Publié le 22 novembre 2010 par Angèle Paoli
Aurélie Loiseleur, Entrées en matière,
éditions NOUS, 2010.
Lecture de Tristan Hordé


UN PEU À CÔTÉ DE LA LANGUE

   On peut suivre bien des voies pour aborder ce livre singulier et complexe d'Aurélie Loiseleur, en commençant par exemple par s'intéresser au titre qui résiste à la lecture. Qu'est-ce que "entrée en matière" ? L'exorde d'un discours : alors les sept parties — entrées en, successivement, éléments, corps, l'autre, poésie, animal, homme, mort — peuvent être prises pour des amorces récit. Mais c'est aussi l'action d'aller à l'intérieur, donc de creuser dans cette matière diverse, d'en parcourir l'étendue, la mémoire. La possibilité de multiples lectures est ainsi annoncée par ce titre. Cependant, avant de commencer les "entrées", une dédicace : « À revivre », accompagnée en bas de page d'une glose ; contrairement au Livre de Sortir au jour des anciens Égyptiens, « Les Entrées en matière s'attachent aux incarnations d'avant la mort. De partout se lit le livre : n'a que des entrées ». Naissances, recommencements, répétés de diverses façons. Il faudrait commenter la lourde symbolique du partage en sept ; retenons que la fusion du je et du elle (dans "Entrées en animal") aboutit à jelle et que l'on a son homologue jil — quaternité (féminine) et trinité (masculine) ; ou qu'une allusion à la création selon la Bible apparaît dans "Entrées en mort", « agglutinés piaillant autour de l'Arbre de Méconnaissance s'arrachent les fruits suris à l'instant ».

  Restons-en à ce que recouvre "poésie", notamment dans la partie centrale qui est précédée, et c'est la seule, d'un extrait en exergue. Une longue citation de William Carlos Williams met en scène « un homme de renom » qui examine les poèmes d'un ami, n'y trouve rien d'immédiatement compréhensible et le met en garde contre le risque d'une « parfaite préciosité ». Le poète constate l'étroitesse d'une imagination qui juge trop vite et « pense en lui-même : Et pourtant, de quoi d'autre la grandeur est-elle faite que du pouvoir d'anéantir des demi-vérités pour atteindre au millième d'une exacte compréhension ». Rien qui soit "lisible", à ânonner, dans la poésie d'Aurélie Loiseleur ; précisons : « poésie râpe », « arrache ce masque à voix cartonnée » ; la rhétorique du vers ? « assez de vers de vernissage », « assez le vers a exercé métier maudit moderne d'instruire fasciner cliquetis des mètres assez déclamé assez fiche », etc. Pas de prose qui se substituerait au vers, je transforme volontiers « secoue sa rose en peau » en "secoue sa prose en eau".

  Si l'on ne fait que regarder le texte, il occupe la page en dessinant une forme toujours nouvelle de l'ouverture aux derniers mots, complexe dessin qui oblige la voix/la lecture silencieuse à des modulations, des arrêts, des lenteurs, des accélérations, des silences — « phrase s'étire dans toutes les dimensions ». Mais encore ?

  — Ce que tente poémiser ?
  Un recomensemencement.
-------------------------
◆ Travail à faire:
- 1) Répondez à ces questions sur la critique d'Entrées en matière :
(a) Combien de parties le livre compte-t-il ?
(b) Quelle dédicace figure avant les « entrées » ?
(c) De quel auteur provient la longue citation placée en exergue de la partie centrale ?
- 2) Recopiez le passage de la critique d'Entrées en matière qui va de « Si l'on ne fait » jusqu'à « que tente poémiser ? ».
- 3) Reprenez s'il vous plaît la critique d'Entrées en matière à la suite de sa dernière phrase et poursuivez-la.

◆ Données fournies:
-------------------------
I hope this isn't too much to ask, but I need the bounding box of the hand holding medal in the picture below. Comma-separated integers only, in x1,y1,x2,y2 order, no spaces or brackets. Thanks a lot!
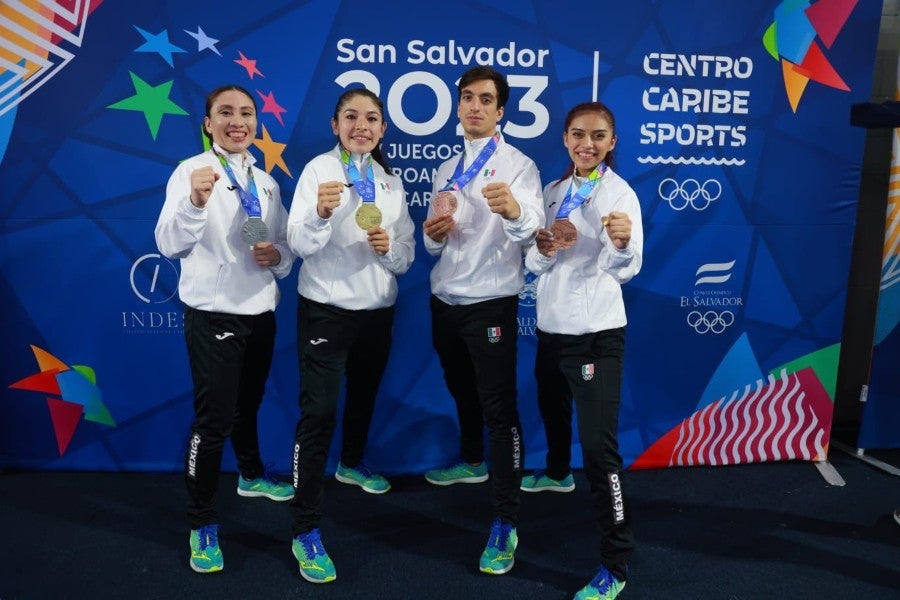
-------------------------
◆ Liste des réponses:
- 1)
(a) Sept.
(b) « À revivre ».
(c) William Carlos Williams.

- 2)
Si l'on ne fait que regarder le texte, il occupe la page en dessinant une forme toujours nouvelle de l'ouverture aux derniers mots, complexe dessin qui oblige la voix/la lecture silencieuse à des modulations, des arrêts, des lenteurs, des accélérations, des silences — « phrase s'étire dans toutes les dimensions ». Mais encore ?

  — Ce que tente poémiser ?

- 3)
  Re-naître, en accordant la plus grande importance au signifiant ; cela se dit ici par un mot-valise, on en relèvera d'autres au fil de la lecture, toujours pertinents, comme psycuré, deshérotisé, despoétique, fenaître par exemple, exigeant que le lecteur s'attarde, ce qu'il fait avec les ambiguïtés phoniques (« Il prit. // Il prit ce dieu-dit pour père », les détournements d'expression par changement phonique (« faire fesse au danger ») ou de mot (« Toujours sur le qui-meure » ; "fils de flûte" suivi de « avec ta toque de poète impuissant de la p... blanche »), le passage d'un mot à l'autre (de "ciel cingle' à "cintre", « la secte des insectes »). Il faut entendre ce qu'affirme Aurélie Loiseleur par le biais d'une contrepèterie : « tout est offert par l'effort », et mettre sa lecture à l'épreuve.

  On repère des "anomalies" syntaxiques (« On pleut », « il prose »), l'ordre des mots peut être bouleversé : « Souvenirs grainent certains sans fleurir » ; dans « hommes embouchaient ses seins triomphants devenaient sonores », un groupe ("ses seins triomphants") peut être à la fois complément d'un verbe ("embouchaient") et complément d'objet d'un autre ("devenaient"), et "hommes" peut être lu sujet des deux verbes. On se souvient des grands discours tenus sur la poésie avec « grand rimage d'harmonie préétablie » quand Aurélie Loiseleur joue avec les voyelles (« Dehors triole un vieux rossignol [= le poète rimeur] que ses souvenirs rissolent », « ardue ardue ample âme assemblable ») ou avec consonnes et voyelles : "p" et les nasales (« peau est pont / passant dans son perméable idées s'interposent elle pense avec ses sens ») ; etc. On ne peut isoler ces manipulations qu'en insistant sur le fait qu'elles sont intégrées dans un ensemble, et que c'est le tout qui fait sens. Alors : « que tout reprenne / reparte du pied de la langue ».

  Cette poésie qui s'écrit « un peu à côté de la langue » est par l'emploi jubilatoire de la rhétorique du vers un art de la mémoire. Elle l'est encore par l'usage fait, ici et là, des genres littéraires, par les allusions à des œuvres. La forme dialoguée du conte pour enfant est explicitement empruntée, et détournée : « — Conte-moi le corps maman // — Il est une fois vif. Acéré. [...] » Avec le jeu des questions on est vite à la fin : « il était une fois mort // — Pourquoi ? / Pour que la mémoire souffle dessus. // — Alors ? / Rien. La mort abîme. » . Le lecteur lira une page écrite à la façon d'une comptine, reconnaîtra ailleurs une parodie d'un sonnet de Ronsard et se souviendra d'autres récits (« odyssées s'oxydent », « l'homme ras », etc.), parcours chaotique et vivifiant dans la littérature — « Théorie rassemble les doigts en poings. / Entre en matière (chanson de geste) ».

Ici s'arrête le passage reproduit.